#### What you have to do:
Working from the data below, write out exactly the lines from its first through the line that contains "Could you point to the thumb", both ends included and pictures omitted.
== Available data
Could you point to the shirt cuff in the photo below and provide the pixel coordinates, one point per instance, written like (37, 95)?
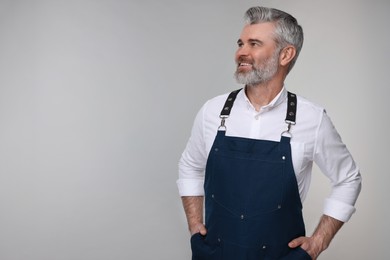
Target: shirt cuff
(338, 210)
(190, 187)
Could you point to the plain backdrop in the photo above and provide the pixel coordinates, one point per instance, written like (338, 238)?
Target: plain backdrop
(97, 99)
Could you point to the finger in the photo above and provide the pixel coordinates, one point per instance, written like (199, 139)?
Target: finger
(202, 230)
(296, 242)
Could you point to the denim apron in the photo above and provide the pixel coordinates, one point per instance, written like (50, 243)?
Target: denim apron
(252, 203)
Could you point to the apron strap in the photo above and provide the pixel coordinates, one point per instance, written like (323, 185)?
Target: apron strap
(291, 112)
(290, 115)
(227, 108)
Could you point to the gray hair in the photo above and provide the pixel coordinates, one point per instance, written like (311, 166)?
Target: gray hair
(287, 32)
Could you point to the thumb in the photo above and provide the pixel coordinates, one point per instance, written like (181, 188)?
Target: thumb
(199, 228)
(202, 229)
(296, 242)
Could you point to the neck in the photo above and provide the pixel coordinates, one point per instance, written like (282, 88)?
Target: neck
(262, 94)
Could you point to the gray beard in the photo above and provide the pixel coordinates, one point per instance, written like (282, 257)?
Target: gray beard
(260, 74)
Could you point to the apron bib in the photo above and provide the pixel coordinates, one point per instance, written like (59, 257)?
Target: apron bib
(252, 203)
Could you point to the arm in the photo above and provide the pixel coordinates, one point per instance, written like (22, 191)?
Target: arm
(321, 238)
(193, 207)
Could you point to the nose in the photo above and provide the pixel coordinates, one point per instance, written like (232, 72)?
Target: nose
(242, 51)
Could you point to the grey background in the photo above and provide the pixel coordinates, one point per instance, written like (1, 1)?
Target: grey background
(97, 100)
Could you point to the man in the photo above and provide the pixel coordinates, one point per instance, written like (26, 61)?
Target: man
(250, 157)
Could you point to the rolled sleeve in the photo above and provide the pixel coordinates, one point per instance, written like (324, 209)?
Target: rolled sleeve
(336, 162)
(190, 187)
(338, 210)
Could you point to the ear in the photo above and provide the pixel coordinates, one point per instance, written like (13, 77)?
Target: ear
(287, 54)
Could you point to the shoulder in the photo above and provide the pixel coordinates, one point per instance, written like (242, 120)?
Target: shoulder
(308, 106)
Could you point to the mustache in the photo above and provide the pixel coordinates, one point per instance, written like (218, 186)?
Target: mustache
(244, 60)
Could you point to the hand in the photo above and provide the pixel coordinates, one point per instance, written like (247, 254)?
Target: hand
(198, 228)
(312, 246)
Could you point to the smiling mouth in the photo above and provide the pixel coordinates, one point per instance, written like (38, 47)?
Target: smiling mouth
(243, 64)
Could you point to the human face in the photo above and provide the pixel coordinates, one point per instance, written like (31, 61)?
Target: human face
(257, 57)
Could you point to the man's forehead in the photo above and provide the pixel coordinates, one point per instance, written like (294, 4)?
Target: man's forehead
(261, 31)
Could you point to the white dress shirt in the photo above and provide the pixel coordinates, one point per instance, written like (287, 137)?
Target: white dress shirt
(314, 138)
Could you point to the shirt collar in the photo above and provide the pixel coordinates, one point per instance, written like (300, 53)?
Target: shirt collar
(279, 99)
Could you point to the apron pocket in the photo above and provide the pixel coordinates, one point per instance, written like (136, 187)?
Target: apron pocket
(201, 250)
====
#### Output of the exercise:
Could you point to the shirt cuff in the photo below and provide the pixel coordinates, one point per instance, written like (37, 95)?
Target: shirt cuff
(338, 210)
(190, 187)
Could you point to the plain backdrop in the photo above and provide the pixel coordinates, one point per instance, written like (338, 238)?
Target: plain backdrop
(97, 99)
Could you point to the finger in the photo above and provide the pixel coordinates, one point per instance, written like (199, 139)?
Target: finger
(202, 230)
(296, 242)
Could you point to the denim apron in the photo above and provide the pixel coordinates, one point per instance, written like (50, 243)?
Target: denim apron
(252, 203)
Could you point to the apron strap in the photo above and provide the pixel coordinates, one point per instance, written like (323, 185)?
Target: apron strap
(291, 112)
(290, 115)
(227, 108)
Could you point to the gray hair in the photo above and provide the pixel coordinates, one point per instance, written like (311, 166)?
Target: gray hair
(287, 32)
Could you point to the thumb in the photo above and provide the pixel coordinates, one point per instance, written like (181, 188)?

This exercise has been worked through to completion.